• **Action item A**: Please list every name that the Eddie Bert article below gives after the words "vintage charts associated with".

Document section START

Looking wiry and fit, 80-year-old trombonist Eddie Bert opened his own May 16 tribute/birthday concert at New York’s historic Town Hall, the site of his legendary gigs with Thelonious Monk (1959) and Charles Mingus (1962). Backed by the George Gee All-Star Jazz Orchestra, Bert soloed fluently on his own compositions as well as tunes associated with the many popular bands with which Bert worked in the swing era, including vintage charts associated with Red Norvo, Benny Goodman, Charlie Barnet, Woody Herman, Sauter-Finegan, Thad Jones-Mel Lewis and Stan Kenton.

Bert’s trademark trombone tone, then and now, emphasizes the higher partials, and he uses a unique combination of vertical and horizontal melodic elements in his improvisations. Along with J.J. Johnson, Kai Winding, Benny Green, Curtis Fuller, Slide Hampton, Jimmy Cleveland, Julian Priester, Frank Rosolino and Jimmy Knepper, Bert is one of the original bop trombone players.

The arc of Bert’s career is a familiar one among musicians of the World War II generation: from successful stints in big bands, to working in small groups, then prolific recording and television work, followed by years in Broadway pit orchestras and then diminishing opportunities as the jazz world lost its popular foothold and synthesizers and samplers became a common substitute for orchestras.

“[Back then] studios, theaters, clubs, hotels and every radio station had a staff band. It’s very bad now. I mean, there’s hardly any work,” Bert says. “I heard guys complaining all along. Things are really dumb, even in Europe. I talked to [pianist] Duke Jordan, ’cause it’s his birthday this year, too. You know, 80. And there’s hardly any work anywhere. It’s very bad.

“Being from New York, the bands were always around, you know, in theaters and hotels, and wherever they were playing, and you could go see them. And the personnel stayed consistent. Like, they would go on the road, come back, and it would be the same guys. So that’s why they got a sound; every band had a different sound, and a different personality. That doesn’t happen anymore, either, because bands don’t stay together,” the Loren Schoenberg Big Band trombonist says.

What may read like bitterness is actually truthfulness. Bert has always been one of the most even-tempered and objective musicians on the planet; when it comes to talking about his jazz life, bitterness is not in his nature. The trombonist has been around long enough to see the fortunes of the jazz world change from being popular music to a genre that’s but a blip on the radar to the average American. “It’s really a drag that people in America, they don’t know about jazz at all,” he says. “And it’s a language-we’re talking to each other. We converse with each other with the horns.”

Document section END
Supplied information START

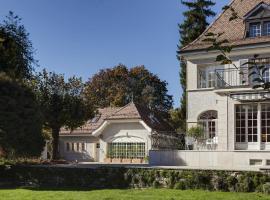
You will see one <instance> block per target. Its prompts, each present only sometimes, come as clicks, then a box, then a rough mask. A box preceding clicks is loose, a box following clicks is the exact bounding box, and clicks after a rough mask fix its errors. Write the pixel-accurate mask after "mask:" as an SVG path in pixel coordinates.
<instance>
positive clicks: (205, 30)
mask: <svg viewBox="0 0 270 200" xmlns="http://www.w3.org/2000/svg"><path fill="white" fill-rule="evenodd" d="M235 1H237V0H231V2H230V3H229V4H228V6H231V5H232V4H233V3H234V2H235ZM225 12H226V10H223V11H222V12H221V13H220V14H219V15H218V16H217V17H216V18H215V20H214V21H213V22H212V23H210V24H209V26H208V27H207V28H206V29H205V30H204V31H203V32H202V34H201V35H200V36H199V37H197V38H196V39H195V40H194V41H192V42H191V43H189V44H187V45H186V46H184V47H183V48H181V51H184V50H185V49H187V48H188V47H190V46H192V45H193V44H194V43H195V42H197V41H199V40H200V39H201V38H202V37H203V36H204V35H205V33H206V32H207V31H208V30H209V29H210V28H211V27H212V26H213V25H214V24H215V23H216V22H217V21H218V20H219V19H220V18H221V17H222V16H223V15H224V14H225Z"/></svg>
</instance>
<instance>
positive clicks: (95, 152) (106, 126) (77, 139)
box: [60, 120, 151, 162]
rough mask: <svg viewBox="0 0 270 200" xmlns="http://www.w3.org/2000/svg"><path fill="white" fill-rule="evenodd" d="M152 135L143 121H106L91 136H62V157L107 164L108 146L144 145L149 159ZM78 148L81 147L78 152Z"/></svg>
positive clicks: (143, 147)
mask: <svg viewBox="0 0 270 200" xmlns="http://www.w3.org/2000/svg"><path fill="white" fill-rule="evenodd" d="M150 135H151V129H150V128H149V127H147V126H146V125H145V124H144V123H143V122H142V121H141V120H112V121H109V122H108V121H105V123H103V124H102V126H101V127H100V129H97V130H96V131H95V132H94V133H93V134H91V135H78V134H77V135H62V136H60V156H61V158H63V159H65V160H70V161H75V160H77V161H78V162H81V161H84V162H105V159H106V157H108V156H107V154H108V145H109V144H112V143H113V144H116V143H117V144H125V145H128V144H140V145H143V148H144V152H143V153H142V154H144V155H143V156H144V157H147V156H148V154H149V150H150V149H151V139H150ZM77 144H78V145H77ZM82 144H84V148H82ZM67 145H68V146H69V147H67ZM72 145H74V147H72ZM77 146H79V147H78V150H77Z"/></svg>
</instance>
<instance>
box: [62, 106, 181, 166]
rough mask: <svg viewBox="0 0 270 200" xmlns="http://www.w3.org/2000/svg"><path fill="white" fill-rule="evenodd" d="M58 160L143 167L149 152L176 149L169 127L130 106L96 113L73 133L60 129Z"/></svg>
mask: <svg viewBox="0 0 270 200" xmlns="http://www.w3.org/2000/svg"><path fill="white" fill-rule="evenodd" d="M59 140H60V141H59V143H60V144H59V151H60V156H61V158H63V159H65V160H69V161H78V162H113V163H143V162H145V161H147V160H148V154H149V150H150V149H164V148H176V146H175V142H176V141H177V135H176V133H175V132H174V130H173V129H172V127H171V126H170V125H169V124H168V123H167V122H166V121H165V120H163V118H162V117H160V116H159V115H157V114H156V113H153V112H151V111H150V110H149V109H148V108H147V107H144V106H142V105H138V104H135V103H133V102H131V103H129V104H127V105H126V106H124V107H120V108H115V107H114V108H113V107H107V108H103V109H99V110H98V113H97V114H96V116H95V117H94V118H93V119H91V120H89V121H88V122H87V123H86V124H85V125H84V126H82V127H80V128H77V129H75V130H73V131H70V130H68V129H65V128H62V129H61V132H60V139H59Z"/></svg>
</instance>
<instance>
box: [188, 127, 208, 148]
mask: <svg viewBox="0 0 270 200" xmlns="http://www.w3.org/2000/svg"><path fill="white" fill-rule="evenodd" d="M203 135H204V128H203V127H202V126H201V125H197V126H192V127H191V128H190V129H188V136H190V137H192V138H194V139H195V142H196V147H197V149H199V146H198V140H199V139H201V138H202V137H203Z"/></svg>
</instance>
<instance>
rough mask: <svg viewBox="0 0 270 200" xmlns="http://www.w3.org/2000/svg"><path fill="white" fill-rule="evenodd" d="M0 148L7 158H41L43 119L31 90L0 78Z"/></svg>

Supplied information END
Supplied information START

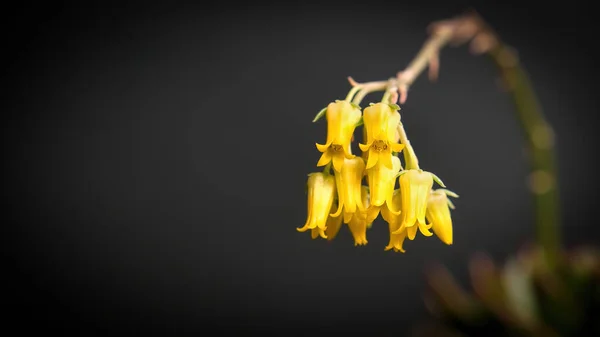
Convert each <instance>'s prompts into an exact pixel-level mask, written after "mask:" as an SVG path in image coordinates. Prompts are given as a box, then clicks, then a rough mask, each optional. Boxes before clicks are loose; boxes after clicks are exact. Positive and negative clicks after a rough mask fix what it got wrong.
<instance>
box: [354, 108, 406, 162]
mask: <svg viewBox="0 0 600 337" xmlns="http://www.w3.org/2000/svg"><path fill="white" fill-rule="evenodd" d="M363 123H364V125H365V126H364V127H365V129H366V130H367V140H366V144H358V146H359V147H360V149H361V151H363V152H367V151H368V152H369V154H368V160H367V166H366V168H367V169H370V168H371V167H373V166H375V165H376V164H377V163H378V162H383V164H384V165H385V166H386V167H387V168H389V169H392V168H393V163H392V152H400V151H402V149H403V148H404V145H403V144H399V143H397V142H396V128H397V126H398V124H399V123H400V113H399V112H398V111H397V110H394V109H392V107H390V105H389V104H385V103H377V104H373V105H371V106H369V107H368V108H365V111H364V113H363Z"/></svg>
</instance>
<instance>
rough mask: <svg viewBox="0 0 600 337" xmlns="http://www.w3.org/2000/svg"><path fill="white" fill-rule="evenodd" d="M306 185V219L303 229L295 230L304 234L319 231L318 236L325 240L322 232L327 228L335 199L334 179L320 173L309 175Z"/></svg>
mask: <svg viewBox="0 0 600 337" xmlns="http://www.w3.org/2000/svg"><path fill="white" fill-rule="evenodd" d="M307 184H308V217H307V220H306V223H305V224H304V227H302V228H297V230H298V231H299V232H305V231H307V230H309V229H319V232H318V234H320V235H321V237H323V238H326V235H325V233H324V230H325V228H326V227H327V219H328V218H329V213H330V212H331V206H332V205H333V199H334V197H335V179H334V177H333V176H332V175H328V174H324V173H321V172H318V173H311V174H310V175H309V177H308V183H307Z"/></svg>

Supplied information END
Supplied information START

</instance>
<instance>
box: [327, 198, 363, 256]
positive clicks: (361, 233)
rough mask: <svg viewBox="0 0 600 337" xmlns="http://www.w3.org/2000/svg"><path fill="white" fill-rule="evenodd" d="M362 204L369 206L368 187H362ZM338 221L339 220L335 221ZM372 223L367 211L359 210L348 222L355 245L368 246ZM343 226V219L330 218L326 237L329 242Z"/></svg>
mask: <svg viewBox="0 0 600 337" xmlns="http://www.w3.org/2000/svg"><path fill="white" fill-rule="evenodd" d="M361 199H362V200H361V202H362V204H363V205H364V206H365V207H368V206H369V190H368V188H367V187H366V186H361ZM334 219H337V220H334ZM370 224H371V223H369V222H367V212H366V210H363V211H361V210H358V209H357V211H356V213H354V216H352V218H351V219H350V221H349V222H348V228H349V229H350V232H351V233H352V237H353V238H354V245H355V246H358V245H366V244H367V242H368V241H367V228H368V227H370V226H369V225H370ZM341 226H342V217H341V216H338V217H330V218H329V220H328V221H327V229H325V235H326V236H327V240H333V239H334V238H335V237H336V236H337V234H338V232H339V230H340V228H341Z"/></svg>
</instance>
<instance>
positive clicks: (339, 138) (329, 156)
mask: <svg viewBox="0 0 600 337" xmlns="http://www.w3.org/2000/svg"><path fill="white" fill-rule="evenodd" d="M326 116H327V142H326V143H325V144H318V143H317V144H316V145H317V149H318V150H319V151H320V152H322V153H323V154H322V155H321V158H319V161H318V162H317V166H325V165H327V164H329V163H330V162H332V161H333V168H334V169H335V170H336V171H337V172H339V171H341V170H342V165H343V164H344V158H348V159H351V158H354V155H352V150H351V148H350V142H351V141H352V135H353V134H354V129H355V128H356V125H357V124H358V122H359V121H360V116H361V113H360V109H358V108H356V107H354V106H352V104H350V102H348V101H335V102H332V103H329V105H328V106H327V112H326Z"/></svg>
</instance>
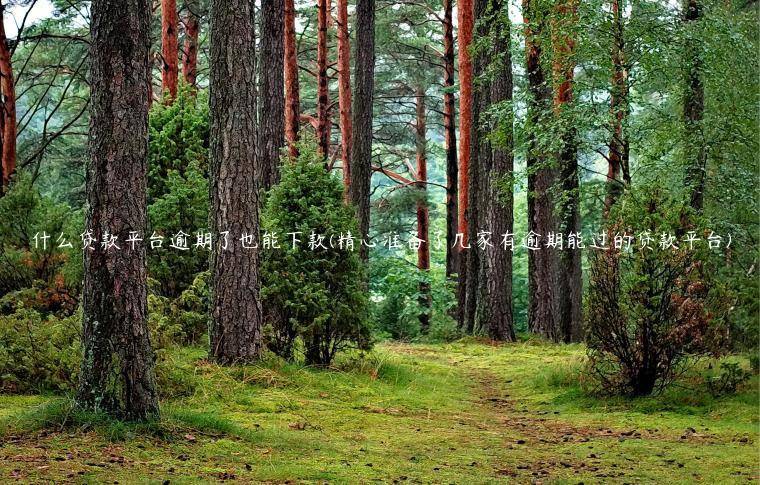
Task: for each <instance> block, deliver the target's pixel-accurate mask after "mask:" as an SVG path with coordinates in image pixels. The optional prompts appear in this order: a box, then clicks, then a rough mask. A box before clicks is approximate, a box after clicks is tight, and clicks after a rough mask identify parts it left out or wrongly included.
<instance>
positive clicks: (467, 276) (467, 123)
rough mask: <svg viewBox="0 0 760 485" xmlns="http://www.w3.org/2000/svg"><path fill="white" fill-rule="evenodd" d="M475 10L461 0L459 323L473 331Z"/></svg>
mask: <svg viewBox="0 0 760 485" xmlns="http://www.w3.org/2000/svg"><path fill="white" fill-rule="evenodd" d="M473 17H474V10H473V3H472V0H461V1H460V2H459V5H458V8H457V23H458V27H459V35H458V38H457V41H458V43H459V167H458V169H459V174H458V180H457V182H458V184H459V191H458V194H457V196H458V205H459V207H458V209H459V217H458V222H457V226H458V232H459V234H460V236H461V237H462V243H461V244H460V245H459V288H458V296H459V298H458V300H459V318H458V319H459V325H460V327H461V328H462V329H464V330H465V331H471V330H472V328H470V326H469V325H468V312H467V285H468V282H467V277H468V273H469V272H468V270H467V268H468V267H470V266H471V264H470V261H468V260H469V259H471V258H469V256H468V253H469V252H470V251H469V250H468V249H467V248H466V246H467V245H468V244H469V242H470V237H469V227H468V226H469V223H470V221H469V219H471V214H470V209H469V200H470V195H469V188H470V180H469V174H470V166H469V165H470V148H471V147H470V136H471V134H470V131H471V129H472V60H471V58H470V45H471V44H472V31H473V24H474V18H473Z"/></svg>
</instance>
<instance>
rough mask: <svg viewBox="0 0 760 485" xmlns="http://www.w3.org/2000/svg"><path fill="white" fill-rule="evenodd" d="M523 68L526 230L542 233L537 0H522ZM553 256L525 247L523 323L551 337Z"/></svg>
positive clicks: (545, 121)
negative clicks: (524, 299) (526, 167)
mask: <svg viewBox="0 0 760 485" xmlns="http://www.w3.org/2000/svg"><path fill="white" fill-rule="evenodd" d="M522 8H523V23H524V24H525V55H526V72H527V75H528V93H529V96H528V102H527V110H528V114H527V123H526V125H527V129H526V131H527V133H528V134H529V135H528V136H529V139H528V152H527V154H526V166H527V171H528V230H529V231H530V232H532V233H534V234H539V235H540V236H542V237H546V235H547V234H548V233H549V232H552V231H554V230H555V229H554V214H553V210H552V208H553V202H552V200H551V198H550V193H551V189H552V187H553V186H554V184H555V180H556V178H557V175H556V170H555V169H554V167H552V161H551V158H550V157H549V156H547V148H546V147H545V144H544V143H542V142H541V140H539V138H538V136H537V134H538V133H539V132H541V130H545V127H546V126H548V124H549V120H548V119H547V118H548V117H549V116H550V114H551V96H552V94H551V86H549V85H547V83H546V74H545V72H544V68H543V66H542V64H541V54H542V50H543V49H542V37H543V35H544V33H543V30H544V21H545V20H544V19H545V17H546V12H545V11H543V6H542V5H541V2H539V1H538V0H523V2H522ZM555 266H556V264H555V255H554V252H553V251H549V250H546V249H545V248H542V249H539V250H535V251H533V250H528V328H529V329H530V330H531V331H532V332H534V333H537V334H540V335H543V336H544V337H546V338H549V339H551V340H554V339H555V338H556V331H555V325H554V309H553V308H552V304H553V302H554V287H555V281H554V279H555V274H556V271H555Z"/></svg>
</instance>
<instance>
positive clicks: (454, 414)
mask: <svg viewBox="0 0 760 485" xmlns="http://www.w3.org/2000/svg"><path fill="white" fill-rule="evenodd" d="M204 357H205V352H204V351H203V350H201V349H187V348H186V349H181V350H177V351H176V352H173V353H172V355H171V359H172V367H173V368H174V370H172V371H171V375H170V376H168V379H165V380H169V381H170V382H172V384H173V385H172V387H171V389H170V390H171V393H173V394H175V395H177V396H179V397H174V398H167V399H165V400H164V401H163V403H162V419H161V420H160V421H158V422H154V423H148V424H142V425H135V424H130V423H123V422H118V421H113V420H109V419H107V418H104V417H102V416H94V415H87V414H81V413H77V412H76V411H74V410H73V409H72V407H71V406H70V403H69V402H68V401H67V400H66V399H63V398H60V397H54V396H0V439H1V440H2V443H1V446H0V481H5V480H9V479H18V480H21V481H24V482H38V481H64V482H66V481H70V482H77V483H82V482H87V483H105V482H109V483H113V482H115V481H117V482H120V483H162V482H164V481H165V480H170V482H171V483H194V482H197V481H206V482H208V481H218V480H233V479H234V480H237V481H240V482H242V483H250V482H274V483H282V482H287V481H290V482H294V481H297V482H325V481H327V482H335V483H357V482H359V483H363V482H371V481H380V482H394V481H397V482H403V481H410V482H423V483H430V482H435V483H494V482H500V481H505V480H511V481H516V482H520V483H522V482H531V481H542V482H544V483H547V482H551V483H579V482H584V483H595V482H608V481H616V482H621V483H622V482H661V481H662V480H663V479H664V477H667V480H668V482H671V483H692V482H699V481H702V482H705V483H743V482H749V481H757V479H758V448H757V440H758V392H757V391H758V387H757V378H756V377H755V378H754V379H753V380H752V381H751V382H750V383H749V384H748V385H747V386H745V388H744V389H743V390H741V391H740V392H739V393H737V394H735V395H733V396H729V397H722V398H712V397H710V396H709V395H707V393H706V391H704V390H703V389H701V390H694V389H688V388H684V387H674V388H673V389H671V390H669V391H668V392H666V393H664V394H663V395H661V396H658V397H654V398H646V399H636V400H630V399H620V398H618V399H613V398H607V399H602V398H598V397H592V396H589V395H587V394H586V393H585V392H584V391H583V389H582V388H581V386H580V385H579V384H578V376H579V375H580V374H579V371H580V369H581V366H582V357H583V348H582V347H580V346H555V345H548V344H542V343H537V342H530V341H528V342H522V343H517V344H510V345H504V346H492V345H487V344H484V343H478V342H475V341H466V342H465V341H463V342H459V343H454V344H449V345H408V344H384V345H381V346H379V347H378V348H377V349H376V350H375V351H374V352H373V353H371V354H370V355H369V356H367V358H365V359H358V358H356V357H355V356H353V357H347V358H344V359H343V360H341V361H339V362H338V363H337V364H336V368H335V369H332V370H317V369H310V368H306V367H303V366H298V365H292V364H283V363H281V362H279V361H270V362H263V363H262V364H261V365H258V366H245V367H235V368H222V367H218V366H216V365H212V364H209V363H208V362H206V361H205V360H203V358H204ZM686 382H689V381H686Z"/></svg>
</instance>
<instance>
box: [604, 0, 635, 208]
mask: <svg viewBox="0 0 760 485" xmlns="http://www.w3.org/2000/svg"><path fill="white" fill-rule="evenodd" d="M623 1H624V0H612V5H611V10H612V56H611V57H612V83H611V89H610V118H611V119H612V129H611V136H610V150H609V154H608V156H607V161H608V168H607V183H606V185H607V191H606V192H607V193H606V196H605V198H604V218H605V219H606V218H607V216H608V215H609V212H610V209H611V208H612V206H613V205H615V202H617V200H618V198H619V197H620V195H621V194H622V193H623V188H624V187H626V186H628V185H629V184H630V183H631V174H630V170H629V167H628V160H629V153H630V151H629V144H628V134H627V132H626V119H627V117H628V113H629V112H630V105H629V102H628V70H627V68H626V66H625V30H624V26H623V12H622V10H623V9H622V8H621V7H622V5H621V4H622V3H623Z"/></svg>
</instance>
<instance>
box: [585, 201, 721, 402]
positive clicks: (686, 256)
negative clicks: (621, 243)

Supplied information END

• **Action item B**: Count the lines of the records above that contain the string "loose", treating case as significant. Reply with the number only.

• **Task response A**: Red Norvo, Benny Goodman, Charlie Barnet, Woody Herman, Sauter-Finegan, Thad Jones-Mel Lewis, Stan Kenton

• **Task response B**: 2